- [Requirement]
Each line below should be reproduced without any alteration.

[Referring expression pointing data]
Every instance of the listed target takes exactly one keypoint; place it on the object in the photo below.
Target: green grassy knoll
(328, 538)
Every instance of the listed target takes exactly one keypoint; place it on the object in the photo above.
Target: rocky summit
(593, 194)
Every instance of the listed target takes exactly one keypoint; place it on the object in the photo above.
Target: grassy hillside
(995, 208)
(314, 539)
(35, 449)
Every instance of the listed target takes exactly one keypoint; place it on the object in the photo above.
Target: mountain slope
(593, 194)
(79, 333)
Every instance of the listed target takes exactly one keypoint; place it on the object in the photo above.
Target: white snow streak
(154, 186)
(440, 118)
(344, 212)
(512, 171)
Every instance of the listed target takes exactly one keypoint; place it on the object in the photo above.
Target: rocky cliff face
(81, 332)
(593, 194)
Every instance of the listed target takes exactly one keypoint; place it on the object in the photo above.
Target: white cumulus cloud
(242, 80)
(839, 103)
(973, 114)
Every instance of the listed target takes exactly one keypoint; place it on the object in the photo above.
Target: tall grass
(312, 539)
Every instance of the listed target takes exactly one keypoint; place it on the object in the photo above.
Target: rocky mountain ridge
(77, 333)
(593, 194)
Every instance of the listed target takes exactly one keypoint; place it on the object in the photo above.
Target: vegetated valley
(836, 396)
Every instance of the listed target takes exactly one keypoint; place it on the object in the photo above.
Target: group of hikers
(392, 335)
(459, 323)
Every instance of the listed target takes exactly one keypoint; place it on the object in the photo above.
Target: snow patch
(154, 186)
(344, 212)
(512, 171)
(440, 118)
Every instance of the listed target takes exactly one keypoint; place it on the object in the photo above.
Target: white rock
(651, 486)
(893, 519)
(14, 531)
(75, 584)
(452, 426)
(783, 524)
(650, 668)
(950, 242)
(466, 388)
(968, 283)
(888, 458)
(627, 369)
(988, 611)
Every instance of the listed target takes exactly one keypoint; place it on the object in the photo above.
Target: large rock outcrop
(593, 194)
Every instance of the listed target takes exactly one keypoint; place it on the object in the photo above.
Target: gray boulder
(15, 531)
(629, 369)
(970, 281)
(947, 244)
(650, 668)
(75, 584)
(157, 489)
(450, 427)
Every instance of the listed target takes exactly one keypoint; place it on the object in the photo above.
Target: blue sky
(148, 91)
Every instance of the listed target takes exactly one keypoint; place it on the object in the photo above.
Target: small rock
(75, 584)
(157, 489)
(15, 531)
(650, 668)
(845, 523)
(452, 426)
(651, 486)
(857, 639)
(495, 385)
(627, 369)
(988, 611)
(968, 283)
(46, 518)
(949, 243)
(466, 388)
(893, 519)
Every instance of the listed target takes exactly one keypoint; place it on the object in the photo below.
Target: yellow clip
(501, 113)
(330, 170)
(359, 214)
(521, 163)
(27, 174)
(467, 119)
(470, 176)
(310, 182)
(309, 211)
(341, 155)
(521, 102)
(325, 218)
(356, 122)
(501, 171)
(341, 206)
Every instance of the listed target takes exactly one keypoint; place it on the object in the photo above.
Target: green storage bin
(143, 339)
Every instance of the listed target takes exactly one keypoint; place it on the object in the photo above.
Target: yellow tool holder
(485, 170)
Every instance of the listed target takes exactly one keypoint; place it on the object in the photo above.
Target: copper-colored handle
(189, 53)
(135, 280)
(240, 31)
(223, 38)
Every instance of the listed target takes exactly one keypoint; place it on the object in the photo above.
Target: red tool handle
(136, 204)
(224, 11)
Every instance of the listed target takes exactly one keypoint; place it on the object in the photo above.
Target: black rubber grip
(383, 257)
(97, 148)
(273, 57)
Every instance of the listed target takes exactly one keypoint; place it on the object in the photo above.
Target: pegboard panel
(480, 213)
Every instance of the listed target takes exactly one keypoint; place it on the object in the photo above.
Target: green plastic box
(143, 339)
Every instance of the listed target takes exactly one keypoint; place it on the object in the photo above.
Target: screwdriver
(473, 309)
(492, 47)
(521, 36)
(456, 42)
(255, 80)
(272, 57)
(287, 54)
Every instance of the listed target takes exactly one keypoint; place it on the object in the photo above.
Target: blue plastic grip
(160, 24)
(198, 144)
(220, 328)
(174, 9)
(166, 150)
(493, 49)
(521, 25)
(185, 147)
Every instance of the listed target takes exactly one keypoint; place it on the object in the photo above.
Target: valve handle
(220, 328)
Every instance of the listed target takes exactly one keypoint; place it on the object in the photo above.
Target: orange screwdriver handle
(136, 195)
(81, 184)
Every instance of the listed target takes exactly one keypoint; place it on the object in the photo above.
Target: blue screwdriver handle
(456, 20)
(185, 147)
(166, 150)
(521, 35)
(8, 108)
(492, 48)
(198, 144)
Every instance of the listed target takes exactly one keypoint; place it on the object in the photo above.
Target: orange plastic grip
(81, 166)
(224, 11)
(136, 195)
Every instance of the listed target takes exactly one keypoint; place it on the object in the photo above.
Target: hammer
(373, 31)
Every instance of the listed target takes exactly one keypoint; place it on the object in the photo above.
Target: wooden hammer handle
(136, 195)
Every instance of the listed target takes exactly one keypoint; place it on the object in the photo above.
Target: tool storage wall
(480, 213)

- [Solution to the exercise]
Every instance of the listed target takes exactly one keypoint; place it on the object in the photo below.
Target: green grassy knoll
(328, 538)
Every instance of the listed target takes exactly one keypoint; place it on the object in the photo above.
Target: rocky summit
(593, 194)
Every instance of the listed target takes exactly one keypoint; place it on the object in the photo above.
Target: grassy hillside
(995, 208)
(314, 539)
(35, 449)
Every instance of the listed target takes exactly one keypoint; place it on the object in the photo above.
Target: mountain slope
(593, 194)
(79, 333)
Every instance of the listed target takes exactly one keypoint; place it on the object in the photo above.
Target: white snow streak
(154, 186)
(440, 118)
(344, 212)
(512, 171)
Every instance of the listed target takes exactly one keypoint; place it on the object in the photo above.
Target: rocky cliff face
(81, 332)
(593, 194)
Every instance of the listed target takes exactly one keypoint; place it on the object in the photo above.
Target: white cumulus cloud
(242, 80)
(839, 103)
(973, 114)
Every instance of the listed target takes exactly one keypoint; place it on the object in the photo above.
Target: tall grass
(312, 539)
Every instance of the listed target takes exactly one keypoint; place it on the object in the photo above.
Target: rocky mountain ridge
(77, 333)
(593, 194)
Every instance of the listed target takes exactly one keypoint; place it on the object in the photo above.
Target: vegetated valley
(836, 396)
Every instance of the listed target takes exactly one keypoint; place it on the object in the photo above.
Target: group of hikers
(392, 335)
(459, 323)
Every instance of the listed target takes exactly one keypoint; place it on the object in the photo above.
Target: snow patch
(154, 186)
(344, 212)
(512, 171)
(440, 118)
Every instance of the listed target takes exactly one keypoint; place it on the object in the photo above.
Target: white rock
(651, 486)
(893, 519)
(14, 531)
(75, 584)
(452, 426)
(783, 524)
(650, 668)
(950, 242)
(466, 388)
(968, 283)
(888, 458)
(627, 369)
(988, 611)
Every instance of the listed target takes exactly one keypoint; place it on the object in the photo above.
Target: large rock outcrop
(593, 194)
Every instance of the listed target takes exactly one keypoint; place it on the object in the photo above.
Target: gray boulder
(15, 531)
(629, 369)
(970, 281)
(947, 244)
(650, 668)
(75, 584)
(157, 489)
(450, 427)
Every instance of the listed target takes exactly one keypoint; place it on the object in the photo above.
Target: blue sky
(148, 91)
Every instance of the listed target takes exactly one keypoint; place it on the object in the photo above.
Target: small rock
(75, 584)
(157, 489)
(15, 531)
(650, 668)
(845, 523)
(452, 426)
(651, 486)
(857, 639)
(495, 385)
(627, 369)
(988, 611)
(968, 283)
(46, 518)
(949, 243)
(466, 388)
(893, 519)
Every instance of the listed target takes exactly one keypoint; place it on the object in the photo below.
Target: yellow clip
(501, 113)
(330, 170)
(359, 214)
(521, 163)
(27, 174)
(467, 119)
(470, 176)
(310, 182)
(309, 211)
(341, 155)
(521, 102)
(325, 218)
(356, 122)
(501, 171)
(341, 206)
Every instance of the listed target takes exactly one keypoint; place it on the object in the photo above.
Target: green storage bin
(143, 339)
Every instance of the listed target takes exactly one keypoint; place it on the object in the photo above.
Target: yellow tool holder
(485, 170)
Every instance of the listed target takes exactly one keypoint; place it on the object in the photo above.
Target: copper-colored handle
(189, 53)
(135, 280)
(240, 31)
(223, 38)
Every instance of the listed target takes exactly one keypoint; place it on the object in the photo above.
Target: red tool handle
(136, 204)
(224, 11)
Every instance of the listed target takes exactly one keypoint; place it on the object in the photo above.
Target: black rubber grip
(383, 257)
(97, 148)
(273, 57)
Every instance of the listed target takes exactly one keypoint; place it on the object in the photo above.
Target: pegboard panel
(480, 213)
Every instance of the listed target takes exactly one keypoint; place it on the object in the photo above.
Target: green plastic box
(143, 339)
Every instance of the listed target takes exactly one keypoint; place it on the object in the photo above.
Target: screwdriver
(473, 309)
(492, 47)
(521, 36)
(456, 42)
(255, 80)
(272, 57)
(287, 54)
Every instance of the listed target takes exactly one keypoint; place it on the object in the photo above.
Target: blue plastic grip
(160, 24)
(198, 144)
(220, 328)
(174, 9)
(166, 150)
(493, 49)
(521, 25)
(185, 147)
Every instance of the listed target takes exactly one keypoint; place it on the object in the photo above.
Target: valve handle
(220, 328)
Every instance of the listed target takes exactly one keypoint; place it on the object in the photo above.
Target: orange screwdriver handle
(136, 195)
(81, 184)
Every instance of the listed target takes exactly one keypoint; place it on the object in the photo above.
Target: blue screwdriver handle
(456, 20)
(185, 147)
(166, 150)
(521, 35)
(8, 108)
(492, 48)
(198, 144)
Every instance of the listed target takes exactly one keypoint; place it on the object in the photo above.
Target: orange plastic grip
(81, 166)
(224, 11)
(136, 195)
Every instance of the listed target takes exactly one keypoint; place it on the object in the photo above.
Target: hammer
(373, 31)
Every instance of the listed target takes exactly one keypoint; place it on the object in the photo above.
Target: wooden hammer handle
(136, 195)
Every instance of the listed target takes exactly one keypoint; place it on the object in the photo above.
Target: tool storage wall
(480, 213)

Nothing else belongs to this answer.